┌──
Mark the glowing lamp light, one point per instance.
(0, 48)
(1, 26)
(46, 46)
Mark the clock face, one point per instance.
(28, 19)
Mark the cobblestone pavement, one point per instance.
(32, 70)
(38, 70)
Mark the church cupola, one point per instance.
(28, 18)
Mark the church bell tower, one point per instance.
└──
(PROBLEM DETAILS): The lines from the one containing "Mark the clock face, one point per instance." through the last line of the records are the answer; set them down exactly and add nothing.

(SOLUTION):
Mark the clock face, one point per instance.
(28, 19)
Mark the cobblestone pavement, one point per instance.
(32, 70)
(38, 70)
Mark the church cupola, one point per instance.
(28, 18)
Mark the church bell tower, one point per instance.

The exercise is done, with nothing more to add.